━━━━━ Selected extract

Loot and other stories by Nadine Gordimer
The Reader: An African woman wearing a purple knitted hat who works at the World Bank.
The Book: South African Gordimer won the Nobel Prize for Literature in 1991. This collection was published in 2003. The description of the title story in the New York Times using phrases like "whimsical allegory" makes me unsure if I would like it. I don't do well with allegory. Even this description confuses me:
...death is a treasure, the mirror of the self. Set in the aftermath of an earthquake so strong that it ''drew back the ocean as a vast breath taken,'' ''Loot'' describes a world of lost things revealed: ''People rushed to take; take, take.'' One among them, a retired man, long divorced, joins the crowd in search of a single unknown and unnamed object. It turns out to be a mirror, and even as he seizes it, he is drowned.The Verdict: I read some Gordimer not long after she won the Nobel. I am not sure I was ready for it but I always meant to go back and read more. Seeing this one reminds me that I need to do that. I am not sure, however, if I would choose short stories.

━━━━━━━━━━
━━━━━ Supplied information

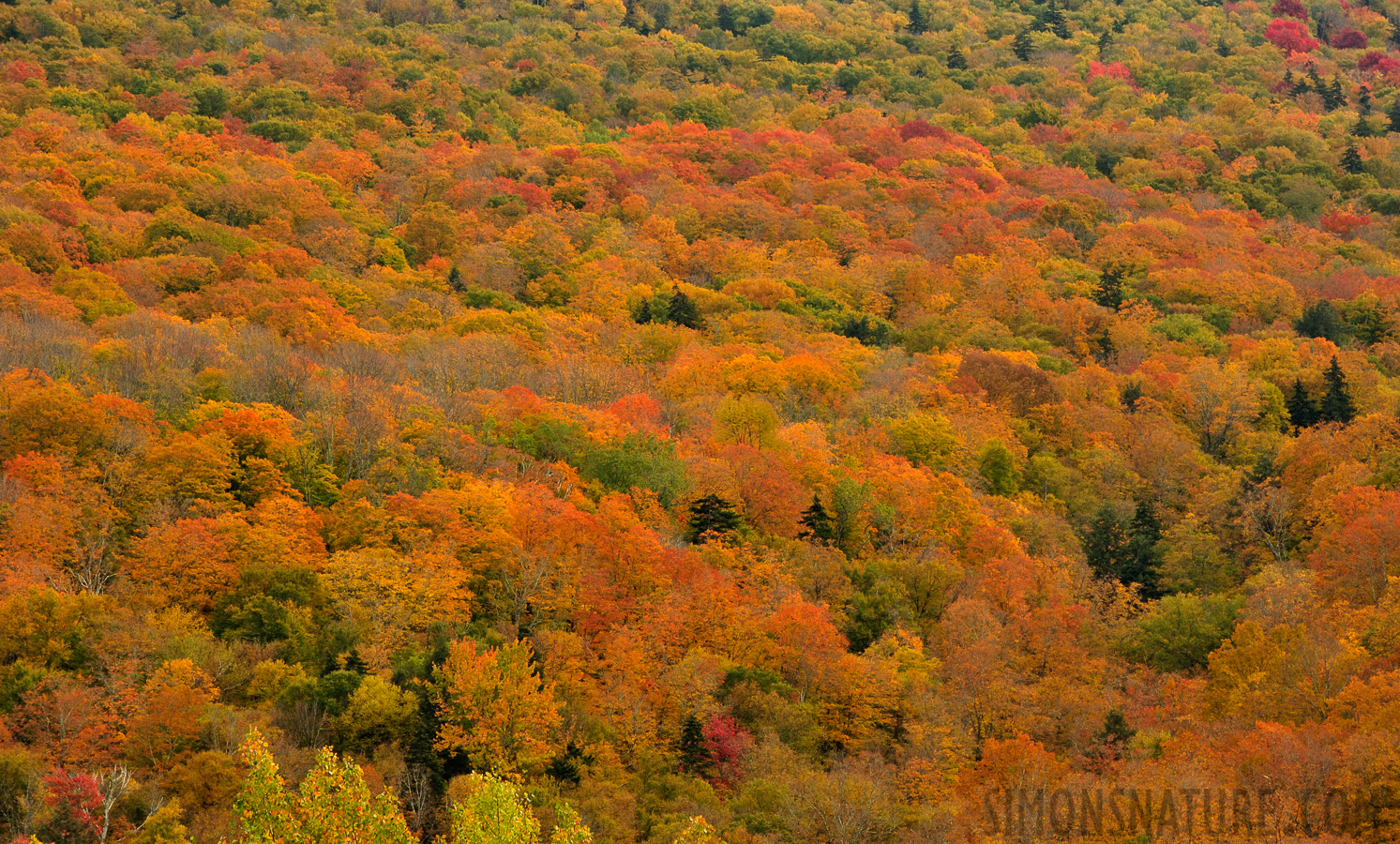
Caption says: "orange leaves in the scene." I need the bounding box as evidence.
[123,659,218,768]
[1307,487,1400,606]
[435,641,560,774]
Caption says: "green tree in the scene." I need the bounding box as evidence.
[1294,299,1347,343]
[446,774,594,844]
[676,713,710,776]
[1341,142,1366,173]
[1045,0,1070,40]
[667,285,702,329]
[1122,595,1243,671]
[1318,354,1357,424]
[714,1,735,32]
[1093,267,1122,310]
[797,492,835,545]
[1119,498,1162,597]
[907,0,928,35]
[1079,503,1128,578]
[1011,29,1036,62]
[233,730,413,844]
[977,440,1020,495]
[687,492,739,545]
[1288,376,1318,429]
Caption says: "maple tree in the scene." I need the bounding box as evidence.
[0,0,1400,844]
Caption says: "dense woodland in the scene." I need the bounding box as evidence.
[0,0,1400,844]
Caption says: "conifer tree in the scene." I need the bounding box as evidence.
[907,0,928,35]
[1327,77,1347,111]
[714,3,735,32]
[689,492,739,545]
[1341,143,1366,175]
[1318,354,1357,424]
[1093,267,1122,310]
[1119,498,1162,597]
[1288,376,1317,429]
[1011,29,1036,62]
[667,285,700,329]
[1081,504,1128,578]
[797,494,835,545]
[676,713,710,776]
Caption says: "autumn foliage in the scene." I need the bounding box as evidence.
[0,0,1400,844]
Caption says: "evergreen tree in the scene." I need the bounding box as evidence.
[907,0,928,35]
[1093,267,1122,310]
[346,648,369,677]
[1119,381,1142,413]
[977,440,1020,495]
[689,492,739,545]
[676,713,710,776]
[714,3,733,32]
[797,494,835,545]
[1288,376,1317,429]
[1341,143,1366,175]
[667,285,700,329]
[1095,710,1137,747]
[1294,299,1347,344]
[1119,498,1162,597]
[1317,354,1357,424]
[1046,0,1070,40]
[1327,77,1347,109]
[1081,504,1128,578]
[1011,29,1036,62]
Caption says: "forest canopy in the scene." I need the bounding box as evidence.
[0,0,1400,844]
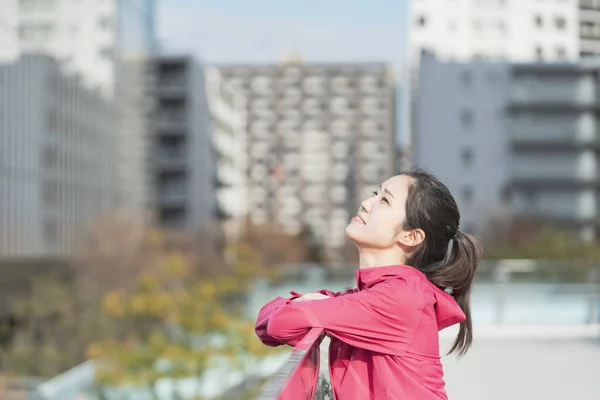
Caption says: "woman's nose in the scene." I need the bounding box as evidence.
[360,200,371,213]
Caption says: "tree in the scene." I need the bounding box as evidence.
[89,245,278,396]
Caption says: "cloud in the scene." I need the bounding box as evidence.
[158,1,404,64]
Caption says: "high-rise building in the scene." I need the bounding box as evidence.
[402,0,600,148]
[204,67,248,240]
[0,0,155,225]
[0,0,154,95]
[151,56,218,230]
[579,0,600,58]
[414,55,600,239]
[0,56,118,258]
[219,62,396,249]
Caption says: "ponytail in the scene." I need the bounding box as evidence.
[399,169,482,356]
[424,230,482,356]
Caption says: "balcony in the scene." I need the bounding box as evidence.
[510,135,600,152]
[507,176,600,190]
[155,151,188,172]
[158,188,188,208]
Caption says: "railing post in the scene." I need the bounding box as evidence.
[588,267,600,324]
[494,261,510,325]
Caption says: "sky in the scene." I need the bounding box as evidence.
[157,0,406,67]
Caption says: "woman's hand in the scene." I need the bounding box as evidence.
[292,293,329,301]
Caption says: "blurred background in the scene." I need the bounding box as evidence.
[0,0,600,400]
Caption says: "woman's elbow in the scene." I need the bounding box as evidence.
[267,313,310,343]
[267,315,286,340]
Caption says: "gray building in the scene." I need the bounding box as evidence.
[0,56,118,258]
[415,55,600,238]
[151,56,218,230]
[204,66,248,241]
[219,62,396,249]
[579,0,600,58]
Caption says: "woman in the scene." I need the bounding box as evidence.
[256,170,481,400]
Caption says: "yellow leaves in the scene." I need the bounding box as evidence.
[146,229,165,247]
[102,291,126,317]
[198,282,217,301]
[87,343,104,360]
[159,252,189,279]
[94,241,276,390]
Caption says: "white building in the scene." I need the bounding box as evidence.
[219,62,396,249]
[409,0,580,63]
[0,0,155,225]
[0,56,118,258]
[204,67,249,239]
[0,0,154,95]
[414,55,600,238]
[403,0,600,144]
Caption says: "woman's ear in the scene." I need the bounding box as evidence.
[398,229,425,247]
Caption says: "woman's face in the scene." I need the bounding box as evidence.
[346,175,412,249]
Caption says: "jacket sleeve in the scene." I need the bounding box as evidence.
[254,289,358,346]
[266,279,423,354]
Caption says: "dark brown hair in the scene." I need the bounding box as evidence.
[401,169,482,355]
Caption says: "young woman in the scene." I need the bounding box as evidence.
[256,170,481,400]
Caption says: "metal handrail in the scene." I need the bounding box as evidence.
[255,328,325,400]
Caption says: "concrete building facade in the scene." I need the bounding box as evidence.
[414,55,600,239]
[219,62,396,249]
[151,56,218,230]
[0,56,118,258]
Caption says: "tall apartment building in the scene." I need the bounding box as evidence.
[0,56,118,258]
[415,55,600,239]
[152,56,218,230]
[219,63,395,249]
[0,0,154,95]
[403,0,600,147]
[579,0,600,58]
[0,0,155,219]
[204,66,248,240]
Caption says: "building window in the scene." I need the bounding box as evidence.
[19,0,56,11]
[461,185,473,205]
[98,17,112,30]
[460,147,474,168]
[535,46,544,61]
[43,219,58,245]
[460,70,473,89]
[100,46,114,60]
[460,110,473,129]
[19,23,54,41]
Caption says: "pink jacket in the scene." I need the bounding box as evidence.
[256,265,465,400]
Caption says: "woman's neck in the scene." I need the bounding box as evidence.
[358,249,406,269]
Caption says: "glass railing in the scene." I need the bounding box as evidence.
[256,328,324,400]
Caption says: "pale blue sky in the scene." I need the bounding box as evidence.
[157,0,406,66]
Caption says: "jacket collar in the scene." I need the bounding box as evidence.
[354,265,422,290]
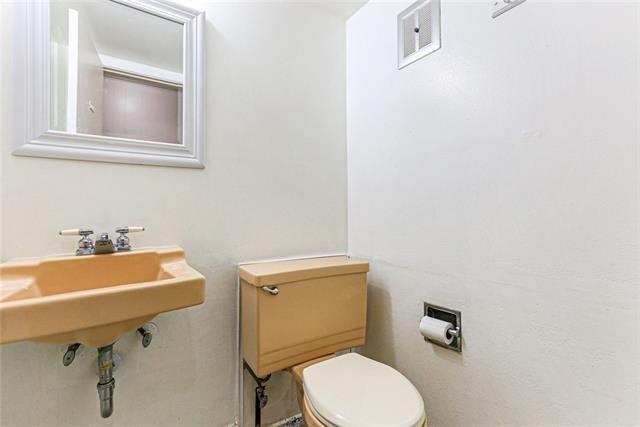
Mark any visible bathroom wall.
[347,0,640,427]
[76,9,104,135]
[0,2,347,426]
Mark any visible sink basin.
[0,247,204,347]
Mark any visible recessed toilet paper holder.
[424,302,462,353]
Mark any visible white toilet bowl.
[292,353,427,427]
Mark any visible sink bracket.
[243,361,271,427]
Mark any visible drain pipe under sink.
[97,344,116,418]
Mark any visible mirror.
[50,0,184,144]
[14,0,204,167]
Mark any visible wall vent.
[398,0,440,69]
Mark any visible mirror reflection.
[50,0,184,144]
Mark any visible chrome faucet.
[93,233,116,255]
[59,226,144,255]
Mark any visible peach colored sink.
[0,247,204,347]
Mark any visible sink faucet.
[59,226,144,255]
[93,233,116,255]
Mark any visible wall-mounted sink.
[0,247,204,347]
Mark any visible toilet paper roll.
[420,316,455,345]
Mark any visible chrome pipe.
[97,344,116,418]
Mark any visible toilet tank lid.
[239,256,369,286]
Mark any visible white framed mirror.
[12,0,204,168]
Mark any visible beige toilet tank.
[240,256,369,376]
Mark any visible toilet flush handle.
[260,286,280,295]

━━━━━━━━━━

#### Task instructions
A. List the labeled sections of the post about Loot and other stories that end in a colon.
B. For each statement, say whether it agrees with the post about Loot and other stories, and quote the words that decide it.
(i) The collection was published in 2003.
(ii) The retired man in "Loot" survives after he takes the mirror.
(iii) The writer of the post had never read any Gordimer before.

#### Answer section
A.
The Reader
The Book
The Verdict

B.
(i) Yes: "This collection was published in 2003."
(ii) No: "even as he seizes it, he is drowned."
(iii) No: "I read some Gordimer not long after she won the Nobel."